**What you will do:**
From top to bottom, reproduce the listing without a single change.

*** Block opens ***

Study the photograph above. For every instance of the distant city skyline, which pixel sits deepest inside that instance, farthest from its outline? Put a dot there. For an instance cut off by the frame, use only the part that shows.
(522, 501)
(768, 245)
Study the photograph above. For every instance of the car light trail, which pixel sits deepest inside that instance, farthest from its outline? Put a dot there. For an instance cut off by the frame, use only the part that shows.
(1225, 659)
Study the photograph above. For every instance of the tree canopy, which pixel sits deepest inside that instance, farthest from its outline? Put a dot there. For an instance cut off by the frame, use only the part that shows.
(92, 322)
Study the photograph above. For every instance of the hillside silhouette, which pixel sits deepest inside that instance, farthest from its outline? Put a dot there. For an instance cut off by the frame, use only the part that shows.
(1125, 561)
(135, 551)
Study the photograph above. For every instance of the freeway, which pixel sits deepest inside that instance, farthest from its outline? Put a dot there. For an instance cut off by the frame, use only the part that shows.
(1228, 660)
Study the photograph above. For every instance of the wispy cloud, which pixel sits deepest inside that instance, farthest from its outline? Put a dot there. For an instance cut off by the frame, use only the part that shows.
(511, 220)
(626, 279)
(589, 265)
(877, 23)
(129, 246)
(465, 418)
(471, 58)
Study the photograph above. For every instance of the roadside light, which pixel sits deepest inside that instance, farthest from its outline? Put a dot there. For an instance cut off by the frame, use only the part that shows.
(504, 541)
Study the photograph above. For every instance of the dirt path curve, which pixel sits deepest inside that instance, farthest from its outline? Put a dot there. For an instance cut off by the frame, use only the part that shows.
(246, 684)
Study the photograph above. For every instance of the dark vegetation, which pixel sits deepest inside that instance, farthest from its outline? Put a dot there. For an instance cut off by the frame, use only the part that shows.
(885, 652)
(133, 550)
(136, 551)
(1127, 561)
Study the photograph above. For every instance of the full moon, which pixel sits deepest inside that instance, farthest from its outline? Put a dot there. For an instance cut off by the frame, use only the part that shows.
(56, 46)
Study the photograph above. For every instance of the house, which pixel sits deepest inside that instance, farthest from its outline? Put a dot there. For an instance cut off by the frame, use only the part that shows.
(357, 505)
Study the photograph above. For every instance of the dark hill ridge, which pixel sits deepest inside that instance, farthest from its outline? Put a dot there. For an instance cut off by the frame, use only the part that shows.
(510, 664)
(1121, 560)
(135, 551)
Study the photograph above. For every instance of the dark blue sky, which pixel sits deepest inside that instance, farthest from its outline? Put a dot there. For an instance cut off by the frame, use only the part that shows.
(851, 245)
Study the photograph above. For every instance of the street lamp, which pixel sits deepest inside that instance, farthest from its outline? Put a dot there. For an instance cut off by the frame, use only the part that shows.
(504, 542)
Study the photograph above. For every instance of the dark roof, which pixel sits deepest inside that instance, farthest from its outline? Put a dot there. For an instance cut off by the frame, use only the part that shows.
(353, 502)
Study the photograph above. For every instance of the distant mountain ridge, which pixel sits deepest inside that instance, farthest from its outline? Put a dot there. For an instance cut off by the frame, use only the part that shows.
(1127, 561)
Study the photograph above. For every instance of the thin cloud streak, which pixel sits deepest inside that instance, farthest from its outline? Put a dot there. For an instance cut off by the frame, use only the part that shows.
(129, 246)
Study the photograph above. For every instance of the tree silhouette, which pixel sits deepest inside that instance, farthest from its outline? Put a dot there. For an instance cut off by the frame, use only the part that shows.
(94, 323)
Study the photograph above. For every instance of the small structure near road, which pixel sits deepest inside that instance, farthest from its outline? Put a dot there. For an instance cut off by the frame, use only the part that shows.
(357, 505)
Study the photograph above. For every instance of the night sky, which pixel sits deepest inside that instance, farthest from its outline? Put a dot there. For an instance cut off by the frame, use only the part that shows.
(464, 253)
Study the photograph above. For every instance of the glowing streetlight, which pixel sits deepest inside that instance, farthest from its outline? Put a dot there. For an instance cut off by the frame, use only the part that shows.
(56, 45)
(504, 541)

*** Block closes ***

**Solution:**
Study the photograph above. For every instance of the distant city skyline, which pixel sits deepest inside that instance, farthest from its outline? Put a dot there. For an instance cut off by the frame, use only the part that shows.
(522, 501)
(768, 245)
Study the photograph above. For every instance of the car light trail, which pixel sits deepest inside that instance, farthest from its outline? Put a dot there. For an instance cut off by the frame, use only the part that shows.
(1225, 659)
Study the photograph above. For every instance of the tree canopy, which pixel sits deepest inside that instance, farthest from its outline? Put a dot there. For an instance cut off by the frame, use only the part that shows.
(92, 322)
Study the photograph above. For every instance of the hillside silhouette, which pixel sits deepest inside that instance, farthest from its outline? Put a dot there. For an instance cut off by the frame, use only the part that shows.
(1125, 561)
(135, 551)
Study the photograph above. For every instance of the freeway, which pixel sits deepest inside that instance, farthest from its outline? Put a dot there. For an instance cut off by the frame, use only the part that shows.
(1228, 660)
Study the photograph above. For every instance of the wispy cloud, which pixel sits deepest inside that instance, farthest from its outline? Put a dot there. For an instance cut off by the frame, use only the part that shows.
(511, 220)
(626, 279)
(589, 265)
(877, 23)
(129, 246)
(465, 418)
(471, 58)
Study the photograph above. For every instance of the roadside light, which pixel sits deepest inside that instance, farthest from its outline? Put a dot there. For an instance cut off by the frame, use only the part that shows.
(504, 541)
Study the photograph above. For every instance of the dirt path curve, which pixel sits deepest inside that instance, farthest from its outline? Put a dot there. For an instance cut off by the frame, use only the part that shows.
(246, 684)
Study the photograph above. For every instance of the dark vegetation, which pixel sits deepest inside that instance, farthest from its outline? Put a dot there. For an instance cut off by the frame, use only the part that shows.
(885, 652)
(133, 550)
(136, 551)
(1127, 561)
Study the photograph above. For every instance of the full moon, which pixel sits deepest inside that instance, farthest from its outline? Put a dot there. For an instance cut off by the frame, use only the part that shows.
(56, 46)
Study the photograph above. For every instance of the house, which pixel sits deepest inside that instance, farthest from its outline? Put a dot there. For an instance cut off by the frame, use only the part that shows.
(357, 505)
Study the photograph above. For every instance of the dark hill ridge, which pixel sits deepest inside that instance, farthest from its outline? Put a dot there. For an instance cut off by the frame, use only the part that shows.
(510, 664)
(1121, 560)
(135, 551)
Study the photograph above. For every instance of the dark blue sky, which pixel sits deepest inside that instance, farthest from its outline? Put a dot there. For an instance cut off by the frame, use only the part that shows.
(851, 245)
Study the photograph above. For every instance of the street lamp, which pixel sits deepest inside that instance, farthest from its outline? Put a dot there. For an instance cut off by the frame, use only the part that shows.
(504, 542)
Study the photograph above. For every instance of the dark roof, which pixel sits deepest inside that instance, farthest from its outline? Put a dot there. For an instance cut off by the frame, use only the part that shows.
(353, 502)
Study the photograph above. For every instance of the distant mountain ridge, which pixel sits deepest inside that instance, farthest from its outline? Put a dot there. For an instance cut off by the frame, use only the part that shows.
(1127, 561)
Study the photograph above. For every instance of the thin cloud streak, which pixel sits deepest inside that instance, farthest from its outline? Put a dot there. For an instance cut off by the frame, use only the part that shows.
(129, 246)
Study the photograph above. For every instance of the tree silhouette, which pixel sits deepest inside that instance, farthest from its outline? Put a dot there. For an instance cut off by the frame, use only the part that shows.
(94, 323)
Study the photograph above. For every instance of the small structure near road, which pixel sits deepest inside that instance, farthest from its outline? Put a dot there. For an instance cut off by the frame, use only the part that shows.
(357, 505)
Study the photograph above. For every instance of the night sky, which pixel sits deepest inside that instance, farthest from its outline? Put a dot there. For an instance cut off by the frame, use only the part that shows.
(464, 253)
Study the photograph above. For every instance of the glowing streetlight, which pixel sits deepest inside that instance, farthest from its outline? Put a dot there. For an instance cut off by the frame, use only the part that shows.
(56, 45)
(504, 541)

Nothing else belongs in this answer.